## Source
A number of internal and public interfaces are changing as a result of
this commit, for example:
* Acessors on `wasmtime::Memory` that work with pages now all return
`u64` unconditionally rather than `u32`. This makes it possible to
accommodate 64-bit memories with this API, but we may also want to
consider `usize` here at some point since the host can't grow past
`usize`-limited pages anyway.
* The `wasmtime::Limits` structure is removed in favor of
minimum/maximum methods on table/memory types.
* Many libcall intrinsics called by jit code now unconditionally take
`u64` arguments instead of `u32`. Return values are `usize`, however,
since the return value, if successful, is always bounded by host
memory while arguments can come from any guest.
* The `heap_addr` clif instruction now takes a 64-bit offset argument
instead of a 32-bit one. It turns out that the legalization of
`heap_addr` already worked with 64-bit offsets, so this change was
fairly trivial to make.
* The runtime implementation of mmap-based linear memories has changed
to largely work in `usize` quantities in its API and in bytes instead
of pages. This simplifies various aspects and reflects that
mmap-memories are always bound by `usize` since that's what the host
is using to address things, and additionally most calculations care
about bytes rather than pages except for the very edge where we're
going to/from wasm.
Overall I've tried to minimize the amount of `as` casts as possible,
using checked `try_from` and checked arithemtic with either error
handling or explicit `unwrap()` calls to tell us about bugs in the
future. Most locations have relatively obvious things to do with various
implications on various hosts, and I think they should all be roughly of
the right shape but time will tell. I mostly relied on the compiler
complaining that various types weren't aligned to figure out
type-casting, and I manually audited some of the more obvious locations.

## What is required
In the commit notes above, rewrite the passage that starts with "A number of" and ends with "from any guest.", switching "jit code" to "compiled code".

## Records supplied
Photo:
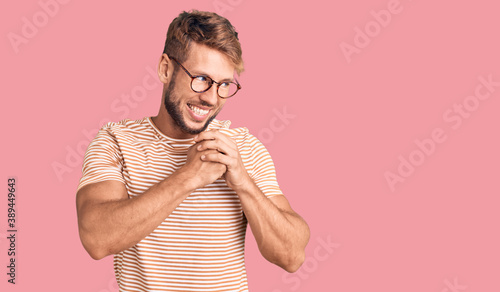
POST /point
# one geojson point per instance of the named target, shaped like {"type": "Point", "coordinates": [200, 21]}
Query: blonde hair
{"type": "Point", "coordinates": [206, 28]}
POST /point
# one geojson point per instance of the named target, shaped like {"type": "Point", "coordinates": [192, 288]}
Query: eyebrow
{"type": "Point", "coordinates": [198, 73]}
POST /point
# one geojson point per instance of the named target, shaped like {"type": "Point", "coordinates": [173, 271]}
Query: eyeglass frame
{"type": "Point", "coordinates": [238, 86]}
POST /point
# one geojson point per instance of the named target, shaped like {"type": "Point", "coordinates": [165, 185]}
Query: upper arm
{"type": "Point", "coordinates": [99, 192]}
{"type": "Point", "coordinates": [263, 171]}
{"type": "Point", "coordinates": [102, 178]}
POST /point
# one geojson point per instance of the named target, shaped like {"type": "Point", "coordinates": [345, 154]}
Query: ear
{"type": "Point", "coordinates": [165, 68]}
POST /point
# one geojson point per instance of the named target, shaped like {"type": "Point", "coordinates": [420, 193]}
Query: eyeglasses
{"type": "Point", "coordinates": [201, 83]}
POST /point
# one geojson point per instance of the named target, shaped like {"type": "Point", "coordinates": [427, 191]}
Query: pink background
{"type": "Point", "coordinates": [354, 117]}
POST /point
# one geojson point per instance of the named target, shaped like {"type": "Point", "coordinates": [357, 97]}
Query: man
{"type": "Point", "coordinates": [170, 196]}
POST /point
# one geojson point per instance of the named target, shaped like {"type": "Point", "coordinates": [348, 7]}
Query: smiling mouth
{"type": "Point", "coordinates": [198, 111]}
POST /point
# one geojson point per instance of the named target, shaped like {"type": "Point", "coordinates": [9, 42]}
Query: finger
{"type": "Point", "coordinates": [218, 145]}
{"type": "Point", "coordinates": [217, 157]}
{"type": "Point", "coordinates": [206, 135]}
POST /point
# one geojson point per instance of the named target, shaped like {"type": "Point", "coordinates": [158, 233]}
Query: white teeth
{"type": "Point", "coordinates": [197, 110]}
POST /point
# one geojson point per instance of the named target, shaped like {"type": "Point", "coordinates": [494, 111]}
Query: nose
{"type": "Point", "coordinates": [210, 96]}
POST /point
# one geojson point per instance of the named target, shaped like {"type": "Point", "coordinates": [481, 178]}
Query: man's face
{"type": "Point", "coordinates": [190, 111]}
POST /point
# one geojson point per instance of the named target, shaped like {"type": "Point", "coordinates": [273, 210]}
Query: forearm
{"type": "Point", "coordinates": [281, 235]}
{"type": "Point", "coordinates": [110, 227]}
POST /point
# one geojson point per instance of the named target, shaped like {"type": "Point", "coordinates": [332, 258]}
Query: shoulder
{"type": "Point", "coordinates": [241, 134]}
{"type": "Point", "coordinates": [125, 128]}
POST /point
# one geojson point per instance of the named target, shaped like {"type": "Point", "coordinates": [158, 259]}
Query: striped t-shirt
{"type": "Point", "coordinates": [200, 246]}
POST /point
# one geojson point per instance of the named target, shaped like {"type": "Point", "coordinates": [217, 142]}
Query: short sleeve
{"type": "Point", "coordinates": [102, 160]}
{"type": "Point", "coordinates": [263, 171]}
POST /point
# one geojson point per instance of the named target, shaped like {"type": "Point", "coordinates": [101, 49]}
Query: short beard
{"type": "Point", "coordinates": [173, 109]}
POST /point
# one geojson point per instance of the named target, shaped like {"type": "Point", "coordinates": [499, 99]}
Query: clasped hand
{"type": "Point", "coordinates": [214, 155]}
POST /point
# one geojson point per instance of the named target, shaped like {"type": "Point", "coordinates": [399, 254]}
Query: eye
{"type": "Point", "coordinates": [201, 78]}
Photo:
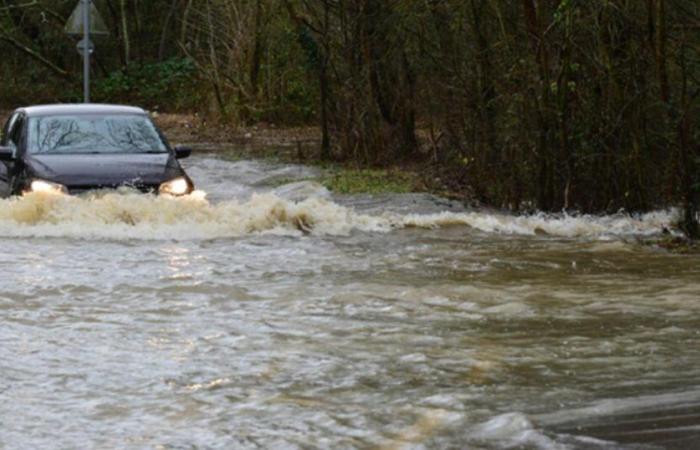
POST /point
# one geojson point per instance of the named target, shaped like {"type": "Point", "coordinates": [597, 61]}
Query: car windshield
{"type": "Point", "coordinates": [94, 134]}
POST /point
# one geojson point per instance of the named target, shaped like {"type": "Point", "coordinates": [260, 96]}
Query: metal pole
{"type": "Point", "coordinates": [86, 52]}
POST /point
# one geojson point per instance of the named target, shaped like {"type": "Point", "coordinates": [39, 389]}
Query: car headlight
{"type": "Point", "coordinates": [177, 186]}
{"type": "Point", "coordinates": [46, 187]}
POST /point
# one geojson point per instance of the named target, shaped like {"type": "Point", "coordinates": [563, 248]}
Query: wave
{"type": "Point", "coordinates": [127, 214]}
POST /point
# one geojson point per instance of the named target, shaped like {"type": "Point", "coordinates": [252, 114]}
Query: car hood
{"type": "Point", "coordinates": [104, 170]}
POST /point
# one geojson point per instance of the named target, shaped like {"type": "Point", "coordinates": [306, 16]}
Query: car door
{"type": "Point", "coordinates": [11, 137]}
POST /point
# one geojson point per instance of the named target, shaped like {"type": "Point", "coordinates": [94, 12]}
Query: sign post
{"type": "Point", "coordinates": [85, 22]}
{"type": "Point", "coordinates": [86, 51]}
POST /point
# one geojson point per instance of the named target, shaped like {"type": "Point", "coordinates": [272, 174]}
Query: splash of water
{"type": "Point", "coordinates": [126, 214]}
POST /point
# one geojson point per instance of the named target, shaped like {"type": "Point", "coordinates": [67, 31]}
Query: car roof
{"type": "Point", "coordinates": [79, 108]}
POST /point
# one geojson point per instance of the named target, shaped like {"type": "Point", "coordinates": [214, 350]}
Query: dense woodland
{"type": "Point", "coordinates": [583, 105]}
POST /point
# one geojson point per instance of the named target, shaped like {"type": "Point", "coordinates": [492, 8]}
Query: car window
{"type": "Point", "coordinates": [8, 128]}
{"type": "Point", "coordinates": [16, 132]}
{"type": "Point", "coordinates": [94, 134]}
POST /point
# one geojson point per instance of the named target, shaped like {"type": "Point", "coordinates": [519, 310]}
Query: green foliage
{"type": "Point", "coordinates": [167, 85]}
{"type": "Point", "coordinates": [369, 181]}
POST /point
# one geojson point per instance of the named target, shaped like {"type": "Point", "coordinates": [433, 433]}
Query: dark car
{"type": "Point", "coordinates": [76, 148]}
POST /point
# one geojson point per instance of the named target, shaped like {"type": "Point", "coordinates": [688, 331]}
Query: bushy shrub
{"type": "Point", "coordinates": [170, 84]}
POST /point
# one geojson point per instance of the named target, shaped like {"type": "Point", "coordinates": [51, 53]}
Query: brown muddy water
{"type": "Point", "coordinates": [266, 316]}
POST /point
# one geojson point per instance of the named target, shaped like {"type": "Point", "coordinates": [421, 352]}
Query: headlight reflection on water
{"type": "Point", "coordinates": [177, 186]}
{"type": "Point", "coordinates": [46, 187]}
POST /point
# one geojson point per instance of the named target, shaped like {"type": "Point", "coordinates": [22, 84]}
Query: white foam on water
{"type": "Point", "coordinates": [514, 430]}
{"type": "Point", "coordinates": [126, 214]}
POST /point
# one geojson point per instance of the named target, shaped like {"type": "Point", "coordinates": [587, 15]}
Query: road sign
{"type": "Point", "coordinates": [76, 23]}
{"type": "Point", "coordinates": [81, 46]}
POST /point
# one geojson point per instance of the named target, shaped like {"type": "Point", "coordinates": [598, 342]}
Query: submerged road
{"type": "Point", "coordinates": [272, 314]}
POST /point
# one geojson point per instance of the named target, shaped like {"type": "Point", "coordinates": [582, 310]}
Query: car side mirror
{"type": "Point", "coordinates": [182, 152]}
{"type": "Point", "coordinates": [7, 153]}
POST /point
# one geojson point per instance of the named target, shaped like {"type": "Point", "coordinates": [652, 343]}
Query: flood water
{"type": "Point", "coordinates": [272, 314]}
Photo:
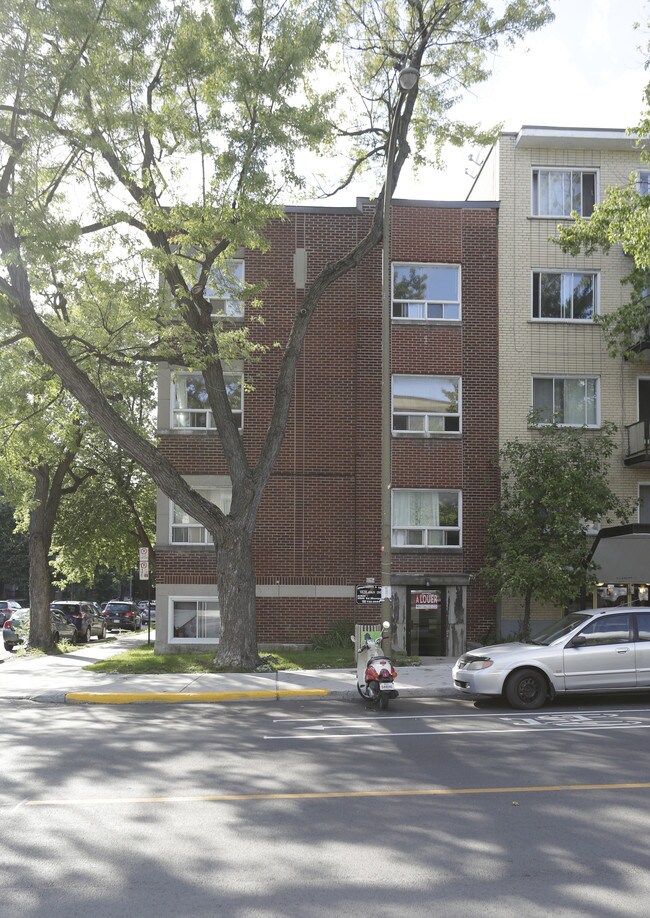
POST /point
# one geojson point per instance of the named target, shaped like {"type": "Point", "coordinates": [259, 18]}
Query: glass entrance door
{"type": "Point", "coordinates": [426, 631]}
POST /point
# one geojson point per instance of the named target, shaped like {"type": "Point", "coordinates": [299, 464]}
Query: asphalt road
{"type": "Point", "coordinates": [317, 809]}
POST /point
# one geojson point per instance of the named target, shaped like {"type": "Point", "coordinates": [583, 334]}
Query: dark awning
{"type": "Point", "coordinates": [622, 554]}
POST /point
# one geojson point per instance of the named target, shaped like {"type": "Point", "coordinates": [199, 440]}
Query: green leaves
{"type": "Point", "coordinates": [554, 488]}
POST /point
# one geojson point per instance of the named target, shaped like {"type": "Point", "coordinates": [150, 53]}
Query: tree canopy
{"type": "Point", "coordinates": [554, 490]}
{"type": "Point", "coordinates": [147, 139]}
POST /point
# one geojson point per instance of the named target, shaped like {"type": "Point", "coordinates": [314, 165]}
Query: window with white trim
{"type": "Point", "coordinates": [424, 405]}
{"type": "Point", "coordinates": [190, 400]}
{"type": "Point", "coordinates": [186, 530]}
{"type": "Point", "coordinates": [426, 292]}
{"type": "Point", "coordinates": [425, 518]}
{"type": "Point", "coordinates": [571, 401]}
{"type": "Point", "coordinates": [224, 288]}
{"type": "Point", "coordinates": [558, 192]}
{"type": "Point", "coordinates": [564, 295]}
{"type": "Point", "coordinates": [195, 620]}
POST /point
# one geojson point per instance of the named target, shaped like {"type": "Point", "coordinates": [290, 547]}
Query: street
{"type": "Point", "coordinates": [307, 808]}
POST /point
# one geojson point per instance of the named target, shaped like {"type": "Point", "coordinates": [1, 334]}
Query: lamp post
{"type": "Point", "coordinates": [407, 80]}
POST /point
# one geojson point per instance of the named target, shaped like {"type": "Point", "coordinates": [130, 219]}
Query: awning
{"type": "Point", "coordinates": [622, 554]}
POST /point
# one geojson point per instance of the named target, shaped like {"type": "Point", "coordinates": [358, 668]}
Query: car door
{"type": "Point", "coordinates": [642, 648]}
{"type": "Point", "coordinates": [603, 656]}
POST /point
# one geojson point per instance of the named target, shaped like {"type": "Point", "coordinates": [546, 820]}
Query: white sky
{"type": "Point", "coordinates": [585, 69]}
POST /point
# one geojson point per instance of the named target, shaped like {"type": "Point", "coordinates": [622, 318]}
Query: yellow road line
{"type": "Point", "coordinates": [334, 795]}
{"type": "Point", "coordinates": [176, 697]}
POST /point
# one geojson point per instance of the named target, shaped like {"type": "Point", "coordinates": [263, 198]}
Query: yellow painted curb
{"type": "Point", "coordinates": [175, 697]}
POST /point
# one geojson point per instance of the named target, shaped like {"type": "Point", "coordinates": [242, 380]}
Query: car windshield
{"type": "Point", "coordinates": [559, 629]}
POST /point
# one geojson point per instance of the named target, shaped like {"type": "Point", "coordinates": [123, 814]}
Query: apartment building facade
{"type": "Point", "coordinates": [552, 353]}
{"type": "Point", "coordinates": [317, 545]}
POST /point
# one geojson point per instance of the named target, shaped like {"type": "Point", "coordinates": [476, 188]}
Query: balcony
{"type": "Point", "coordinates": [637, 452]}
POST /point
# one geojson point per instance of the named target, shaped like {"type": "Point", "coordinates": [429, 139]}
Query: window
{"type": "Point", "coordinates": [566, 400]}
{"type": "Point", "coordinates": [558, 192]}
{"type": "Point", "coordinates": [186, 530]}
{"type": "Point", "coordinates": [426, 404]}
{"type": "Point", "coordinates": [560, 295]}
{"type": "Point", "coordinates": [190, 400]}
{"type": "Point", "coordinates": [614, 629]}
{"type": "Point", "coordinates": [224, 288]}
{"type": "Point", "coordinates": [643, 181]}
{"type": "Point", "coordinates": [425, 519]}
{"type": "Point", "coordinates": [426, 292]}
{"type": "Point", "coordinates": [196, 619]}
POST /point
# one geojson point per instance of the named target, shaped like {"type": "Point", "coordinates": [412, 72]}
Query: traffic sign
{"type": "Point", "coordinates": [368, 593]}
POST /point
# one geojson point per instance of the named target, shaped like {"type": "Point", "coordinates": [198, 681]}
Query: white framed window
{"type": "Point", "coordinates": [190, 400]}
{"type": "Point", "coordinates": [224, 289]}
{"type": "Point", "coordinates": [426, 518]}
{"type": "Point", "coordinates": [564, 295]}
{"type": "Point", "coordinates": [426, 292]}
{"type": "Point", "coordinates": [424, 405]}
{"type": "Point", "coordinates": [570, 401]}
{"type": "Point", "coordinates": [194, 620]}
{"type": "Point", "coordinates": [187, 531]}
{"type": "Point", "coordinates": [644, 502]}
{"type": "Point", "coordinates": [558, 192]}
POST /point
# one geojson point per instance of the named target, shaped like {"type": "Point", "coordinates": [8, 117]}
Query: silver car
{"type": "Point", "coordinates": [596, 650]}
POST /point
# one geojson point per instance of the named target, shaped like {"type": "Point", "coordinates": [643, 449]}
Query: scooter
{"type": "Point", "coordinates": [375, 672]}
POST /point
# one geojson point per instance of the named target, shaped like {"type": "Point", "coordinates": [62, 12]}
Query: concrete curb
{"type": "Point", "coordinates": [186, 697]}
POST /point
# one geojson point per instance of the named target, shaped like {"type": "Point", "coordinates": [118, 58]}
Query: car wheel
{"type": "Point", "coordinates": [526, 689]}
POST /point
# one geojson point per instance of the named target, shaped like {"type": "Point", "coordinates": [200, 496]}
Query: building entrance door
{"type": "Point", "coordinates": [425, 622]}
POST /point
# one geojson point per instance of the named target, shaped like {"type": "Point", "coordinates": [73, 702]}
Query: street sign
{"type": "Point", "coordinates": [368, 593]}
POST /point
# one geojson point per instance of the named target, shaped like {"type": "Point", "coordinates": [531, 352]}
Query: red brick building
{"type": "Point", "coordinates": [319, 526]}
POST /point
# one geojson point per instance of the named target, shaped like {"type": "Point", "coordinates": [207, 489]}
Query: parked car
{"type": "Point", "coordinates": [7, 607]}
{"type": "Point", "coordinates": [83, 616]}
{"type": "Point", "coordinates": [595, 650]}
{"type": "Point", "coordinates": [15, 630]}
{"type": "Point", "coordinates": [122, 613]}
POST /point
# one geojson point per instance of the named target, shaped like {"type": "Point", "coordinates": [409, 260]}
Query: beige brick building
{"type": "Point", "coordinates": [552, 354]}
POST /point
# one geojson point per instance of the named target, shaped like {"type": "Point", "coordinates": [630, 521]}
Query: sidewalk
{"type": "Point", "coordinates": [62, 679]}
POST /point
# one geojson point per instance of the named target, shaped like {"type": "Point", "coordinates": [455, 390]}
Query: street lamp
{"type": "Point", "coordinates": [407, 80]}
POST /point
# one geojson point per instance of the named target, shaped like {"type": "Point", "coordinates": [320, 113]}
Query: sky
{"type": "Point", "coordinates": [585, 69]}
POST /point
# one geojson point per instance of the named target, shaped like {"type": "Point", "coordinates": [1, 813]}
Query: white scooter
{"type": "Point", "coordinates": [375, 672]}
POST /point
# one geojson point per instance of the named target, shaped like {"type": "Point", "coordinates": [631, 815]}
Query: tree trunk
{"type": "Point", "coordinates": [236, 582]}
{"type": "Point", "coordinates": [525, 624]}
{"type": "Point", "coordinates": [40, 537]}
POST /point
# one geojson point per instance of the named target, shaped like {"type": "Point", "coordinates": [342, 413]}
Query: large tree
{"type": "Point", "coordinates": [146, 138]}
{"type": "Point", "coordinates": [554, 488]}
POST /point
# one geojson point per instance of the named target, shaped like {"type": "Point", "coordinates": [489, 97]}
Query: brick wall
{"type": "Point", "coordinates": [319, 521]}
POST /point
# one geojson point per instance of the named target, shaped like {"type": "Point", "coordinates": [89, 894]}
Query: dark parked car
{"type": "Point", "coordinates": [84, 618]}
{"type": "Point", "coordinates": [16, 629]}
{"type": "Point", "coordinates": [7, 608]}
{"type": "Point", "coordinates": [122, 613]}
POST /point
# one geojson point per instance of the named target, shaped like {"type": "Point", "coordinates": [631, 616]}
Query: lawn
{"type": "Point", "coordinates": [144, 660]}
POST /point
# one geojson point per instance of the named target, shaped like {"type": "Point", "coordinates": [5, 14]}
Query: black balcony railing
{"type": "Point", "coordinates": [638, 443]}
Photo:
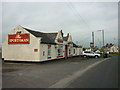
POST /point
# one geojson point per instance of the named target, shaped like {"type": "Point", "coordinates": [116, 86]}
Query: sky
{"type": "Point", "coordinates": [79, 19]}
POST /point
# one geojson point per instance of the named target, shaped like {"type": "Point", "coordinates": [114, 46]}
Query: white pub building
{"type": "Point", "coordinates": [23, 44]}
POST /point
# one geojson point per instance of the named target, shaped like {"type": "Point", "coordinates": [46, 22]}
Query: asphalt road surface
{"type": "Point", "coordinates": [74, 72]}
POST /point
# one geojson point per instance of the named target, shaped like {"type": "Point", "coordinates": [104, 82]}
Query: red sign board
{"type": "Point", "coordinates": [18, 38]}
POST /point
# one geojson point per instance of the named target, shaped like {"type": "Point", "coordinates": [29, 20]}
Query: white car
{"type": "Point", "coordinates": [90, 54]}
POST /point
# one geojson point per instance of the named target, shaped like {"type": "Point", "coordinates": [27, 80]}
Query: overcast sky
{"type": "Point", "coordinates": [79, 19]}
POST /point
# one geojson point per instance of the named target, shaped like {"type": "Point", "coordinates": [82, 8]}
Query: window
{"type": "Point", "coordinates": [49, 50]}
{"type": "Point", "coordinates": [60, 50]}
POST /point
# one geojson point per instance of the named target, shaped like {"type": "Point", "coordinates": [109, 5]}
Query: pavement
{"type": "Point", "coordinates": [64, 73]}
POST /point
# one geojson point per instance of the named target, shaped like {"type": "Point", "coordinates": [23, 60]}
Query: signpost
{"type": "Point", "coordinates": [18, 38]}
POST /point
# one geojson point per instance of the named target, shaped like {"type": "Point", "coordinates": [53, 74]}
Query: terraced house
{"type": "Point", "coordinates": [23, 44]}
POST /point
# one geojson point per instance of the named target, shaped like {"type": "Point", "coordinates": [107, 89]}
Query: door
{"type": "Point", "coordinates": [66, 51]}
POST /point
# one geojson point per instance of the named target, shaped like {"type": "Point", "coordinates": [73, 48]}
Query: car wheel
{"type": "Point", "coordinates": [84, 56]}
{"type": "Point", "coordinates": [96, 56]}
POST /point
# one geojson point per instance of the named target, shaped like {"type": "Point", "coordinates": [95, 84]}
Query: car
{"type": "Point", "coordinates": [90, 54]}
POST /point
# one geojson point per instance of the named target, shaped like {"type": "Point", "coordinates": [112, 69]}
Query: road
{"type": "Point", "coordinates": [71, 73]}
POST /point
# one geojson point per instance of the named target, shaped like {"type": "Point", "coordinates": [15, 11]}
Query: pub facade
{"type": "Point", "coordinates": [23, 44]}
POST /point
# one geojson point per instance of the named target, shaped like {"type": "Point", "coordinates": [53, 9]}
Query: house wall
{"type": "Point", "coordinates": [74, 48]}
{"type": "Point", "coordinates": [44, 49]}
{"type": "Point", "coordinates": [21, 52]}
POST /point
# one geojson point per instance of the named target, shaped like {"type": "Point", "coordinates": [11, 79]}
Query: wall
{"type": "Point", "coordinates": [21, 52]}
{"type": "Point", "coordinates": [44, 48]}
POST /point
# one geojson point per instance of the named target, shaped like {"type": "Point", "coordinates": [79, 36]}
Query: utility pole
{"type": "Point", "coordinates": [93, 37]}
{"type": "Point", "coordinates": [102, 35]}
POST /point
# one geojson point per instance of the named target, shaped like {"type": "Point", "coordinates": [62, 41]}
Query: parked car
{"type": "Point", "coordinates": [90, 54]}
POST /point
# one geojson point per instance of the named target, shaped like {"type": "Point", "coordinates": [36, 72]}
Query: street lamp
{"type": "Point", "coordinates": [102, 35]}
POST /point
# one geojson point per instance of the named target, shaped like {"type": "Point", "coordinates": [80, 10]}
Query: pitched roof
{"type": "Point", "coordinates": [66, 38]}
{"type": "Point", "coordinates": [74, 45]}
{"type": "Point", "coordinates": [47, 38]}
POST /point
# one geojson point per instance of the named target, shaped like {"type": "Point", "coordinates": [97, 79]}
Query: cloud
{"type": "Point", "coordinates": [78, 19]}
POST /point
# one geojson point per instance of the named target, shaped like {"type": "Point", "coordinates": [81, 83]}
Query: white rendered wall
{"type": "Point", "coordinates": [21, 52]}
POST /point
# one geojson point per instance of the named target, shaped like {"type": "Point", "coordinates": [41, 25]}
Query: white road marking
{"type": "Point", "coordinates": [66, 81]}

## Output of the task
A number of internal and public interfaces are changing as a result of
this commit, for example:
* Acessors on `wasmtime::Memory` that work with pages now all return
`u64` unconditionally rather than `u32`. This makes it possible to
accommodate 64-bit memories with this API, but we may also want to
consider `usize` here at some point since the host can't grow past
`usize`-limited pages anyway.
* The `wasmtime::Limits` structure is removed in favor of
minimum/maximum methods on table/memory types.
* Many libcall intrinsics called by compiled code now unconditionally take
`u64` arguments instead of `u32`. Return values are `usize`, however,
since the return value, if successful, is always bounded by host
memory while arguments can come from any guest.